In the article on the consumer product safety database, repeat word for word everything from "Consumer Products Safety" down to "products more quickly.".

» Source extract
>>>>
Consumer database goes live March 11 despite House action

New database to publish consumer complaints about alleged unsafe products

The Consumer Product Safety Commission (CPSC) expects to launch its new database as scheduled on March 11 despite House-approved legislation that would ban funding the database's operation, a spokesman said today.

“We are on time, on budget, and expect to roll out on Friday,” said Alex Filip, a spokesman for the CPSC.

The new searchable database was authorized by Congress in 2008 to offer consumers an opportunity to review complaints about allegedly unsafe products before they buy them. Currently, the commission receives thousands of such reports a year and, once the allegations are investigated, can publish recall notices.

In the new database, reports of alleged unsafe products may be submitted by agencies, nonprofits, businesses and consumers. Each submitted report is reviewed by the agency for up to five days, and then manufacturers are given 10 additional days to add a comment on the report, or request a modification, before it is published online in the database.

Related coverage:

Consumer Products Safety Commission bringing product reports to the Web

Once it is operational, consumers may search for categories of products, such as cribs and infant carriers, or for products produced in a particular state, or for specific products and manufacturers.

The new database currently is in a soft-launch phase, with new data being collected, but no new reports being published until approximately 15 days after the March 11 launch.

“This is a big step forward for consumers,” Filip said, adding that the new database also will help the agency in identifying trends in dangerous products more quickly.
<<<<
Stored items from a collection:
>>>>
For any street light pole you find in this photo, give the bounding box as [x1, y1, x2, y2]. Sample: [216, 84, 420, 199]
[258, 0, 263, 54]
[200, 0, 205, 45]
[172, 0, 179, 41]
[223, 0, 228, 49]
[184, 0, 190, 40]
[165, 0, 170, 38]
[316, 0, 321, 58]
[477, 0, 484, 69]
<<<<
» Solution to this exercise
Consumer Products Safety Commission bringing product reports to the Web

Once it is operational, consumers may search for categories of products, such as cribs and infant carriers, or for products produced in a particular state, or for specific products and manufacturers.

The new database currently is in a soft-launch phase, with new data being collected, but no new reports being published until approximately 15 days after the March 11 launch.

“This is a big step forward for consumers,” Filip said, adding that the new database also will help the agency in identifying trends in dangerous products more quickly.